Objectives →
1. Edit the passage about attending Mass, starting with "I listened actively" and going on through "Peter (and John?)", and give that stretch again with "homily" changed to "sermon".
2. In the passage about attending Mass, which numbered Psalm was the Psalm of the day?
3. Decide whether each statement agrees with the passage about attending Mass, answering yes or no and quoting the deciding words: (a) The writer always listens to the homily. (b) The writer knows everyone at the church. (c) The writer expects attending Mass to turn them into a practicing Catholic.

Passage →
-- start --

So I discovered that I find attending Mass satisfying partly because I’m slightly OCD. It’s true that attending Mass as a kid has probably helped to bring out these OCD tendencies. Apparently the whole thing is one self-fulfilling loop. But I don’t care. I am a person who spends all day thinking about whether or not the coffee pot is plugged in. Spending an hour or so crossing myself, repeating known responses and reciting the Pater Noster is not going to change my identity. It is not going to make me a practicing Catholic. It is just satisfying the part of my brain that needs to respond to compulsions. And by satisfying this part of me that feels compulsive about things in a church, where I know no one (and where everyone else is doing the same thing) I am less likely to have this tendency of mine negatively impact my professional or social life.

This doesn’t mean that I didn’t pay any attention to the rest of the service. I noted that the Psalm of the day (118) was the one about how “this is the day that the Lord has made” (I have no idea how to cite Psalms. ) Apparently, this psalm is the source of “the stone rejected by the builders has become the cornerstone” (a personal favorite of mine, and probably all late bloomers) as well as “This is the Lord’s doing and it is marvelous in our eyes” (supposedly what Queen Elizabeth I said when she received news that her sister Mary was dead and she was queen of England.)

I listened actively to the readings and the homily. I always listen to the homily. If for no other reason than that I read literature and interpret it. It seems to me that the homily is just an essay interpreting a piece of literature, which we have all just heard. So morally and vocationally, I am always interested in what the priest or minister is saying. This particular homily was an epic failure, if its point was to Convince Catabridgienne to Be a Practicing Catholic.

The priest had two points neither of which was attractive to me. Point number one was underlying the need for a Pope which he attempted to express/justify through the story of Mary Magdalene going to Jesus’s tomb, finding him absent and running off to Peter (and John?)

-- end --

Given material →
-- start --

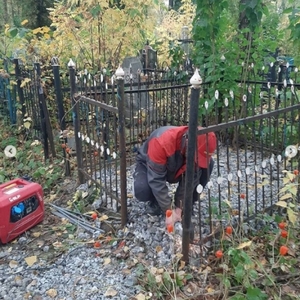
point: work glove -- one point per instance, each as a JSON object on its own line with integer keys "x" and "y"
{"x": 173, "y": 216}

-- end --

Exercise results →
1.
I listened actively to the readings and the sermon. I always listen to the sermon. If for no other reason than that I read literature and interpret it. It seems to me that the sermon is just an essay interpreting a piece of literature, which we have all just heard. So morally and vocationally, I am always interested in what the priest or minister is saying. This particular sermon was an epic failure, if its point was to Convince Catabridgienne to Be a Practicing Catholic.

The priest had two points neither of which was attractive to me. Point number one was underlying the need for a Pope which he attempted to express/justify through the story of Mary Magdalene going to Jesus’s tomb, finding him absent and running off to Peter (and John?)

2. Psalm 118

3.
(a) Yes: "I always listen to the homily."
(b) No: "where I know no one"
(c) No: "It is not going to make me a practicing Catholic."